(Stored data)
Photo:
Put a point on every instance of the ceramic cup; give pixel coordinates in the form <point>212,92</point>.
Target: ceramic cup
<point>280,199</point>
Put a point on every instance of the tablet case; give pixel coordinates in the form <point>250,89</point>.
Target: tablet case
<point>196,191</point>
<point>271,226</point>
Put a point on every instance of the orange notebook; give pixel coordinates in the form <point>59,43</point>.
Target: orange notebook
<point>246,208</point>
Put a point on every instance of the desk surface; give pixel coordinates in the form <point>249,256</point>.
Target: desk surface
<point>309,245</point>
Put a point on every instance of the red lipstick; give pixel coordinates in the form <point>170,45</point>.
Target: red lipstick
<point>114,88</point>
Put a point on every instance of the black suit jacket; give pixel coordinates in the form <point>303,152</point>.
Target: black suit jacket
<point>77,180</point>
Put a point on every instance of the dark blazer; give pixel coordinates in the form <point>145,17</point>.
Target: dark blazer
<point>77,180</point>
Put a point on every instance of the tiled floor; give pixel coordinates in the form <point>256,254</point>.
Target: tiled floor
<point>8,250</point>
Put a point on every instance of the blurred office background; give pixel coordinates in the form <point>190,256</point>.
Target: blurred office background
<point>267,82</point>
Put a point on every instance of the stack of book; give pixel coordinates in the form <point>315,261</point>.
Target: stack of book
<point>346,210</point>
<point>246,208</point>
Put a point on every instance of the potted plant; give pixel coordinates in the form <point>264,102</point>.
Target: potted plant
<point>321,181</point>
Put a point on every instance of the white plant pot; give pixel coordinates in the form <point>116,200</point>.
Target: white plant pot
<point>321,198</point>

---

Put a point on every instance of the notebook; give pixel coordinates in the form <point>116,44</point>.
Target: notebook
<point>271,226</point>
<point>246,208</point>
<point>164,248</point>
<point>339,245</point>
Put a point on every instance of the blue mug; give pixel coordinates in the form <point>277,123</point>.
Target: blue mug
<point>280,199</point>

--

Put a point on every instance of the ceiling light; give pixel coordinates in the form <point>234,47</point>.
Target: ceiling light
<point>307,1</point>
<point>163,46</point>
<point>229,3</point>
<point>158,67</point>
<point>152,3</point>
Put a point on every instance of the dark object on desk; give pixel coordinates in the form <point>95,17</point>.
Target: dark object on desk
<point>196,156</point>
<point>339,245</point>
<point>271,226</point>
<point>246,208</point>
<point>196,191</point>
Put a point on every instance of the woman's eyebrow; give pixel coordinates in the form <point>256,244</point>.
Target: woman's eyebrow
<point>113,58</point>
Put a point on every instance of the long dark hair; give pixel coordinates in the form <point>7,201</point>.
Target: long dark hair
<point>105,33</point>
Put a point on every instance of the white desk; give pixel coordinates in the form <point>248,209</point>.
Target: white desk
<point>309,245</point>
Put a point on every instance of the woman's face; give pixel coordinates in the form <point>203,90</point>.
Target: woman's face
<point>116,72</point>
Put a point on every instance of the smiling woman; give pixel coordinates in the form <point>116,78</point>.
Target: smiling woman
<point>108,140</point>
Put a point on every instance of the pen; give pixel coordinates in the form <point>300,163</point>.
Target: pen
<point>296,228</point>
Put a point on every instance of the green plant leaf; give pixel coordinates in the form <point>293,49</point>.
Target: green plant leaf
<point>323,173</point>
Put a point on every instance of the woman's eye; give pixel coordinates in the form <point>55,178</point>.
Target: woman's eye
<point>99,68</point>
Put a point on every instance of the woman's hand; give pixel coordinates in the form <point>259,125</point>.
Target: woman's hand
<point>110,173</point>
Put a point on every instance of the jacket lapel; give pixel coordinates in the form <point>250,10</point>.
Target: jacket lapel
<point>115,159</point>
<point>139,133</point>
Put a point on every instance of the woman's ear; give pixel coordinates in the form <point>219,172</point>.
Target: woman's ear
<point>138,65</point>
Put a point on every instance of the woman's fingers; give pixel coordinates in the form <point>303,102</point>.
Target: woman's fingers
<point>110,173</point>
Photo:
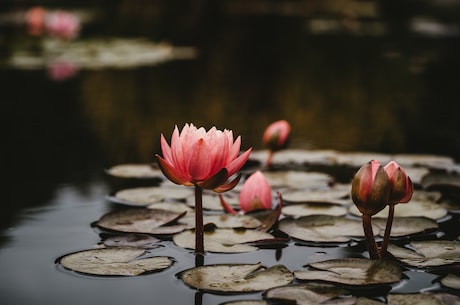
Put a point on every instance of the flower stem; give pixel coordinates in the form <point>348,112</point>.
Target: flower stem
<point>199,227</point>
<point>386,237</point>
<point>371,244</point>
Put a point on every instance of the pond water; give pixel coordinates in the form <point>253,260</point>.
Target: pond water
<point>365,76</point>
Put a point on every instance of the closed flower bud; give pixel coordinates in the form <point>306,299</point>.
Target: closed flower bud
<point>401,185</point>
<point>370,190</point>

■ **What you will do**:
Starting with the line that contains "Put a point on every instance of the white desk;" and ending with the line that contains "<point>116,72</point>", rewrite that stretch of the rows above as a numbered list. Include both of those lines and omit any blank lines.

■ **Result for this exercise**:
1. Put a point on every instance of the white desk; give pixel coordinates in the form <point>248,209</point>.
2. Target: white desk
3. <point>309,245</point>
4. Put a point on every instance of the woman's face; give pixel coordinates in the form <point>203,90</point>.
5. Target: woman's face
6. <point>116,72</point>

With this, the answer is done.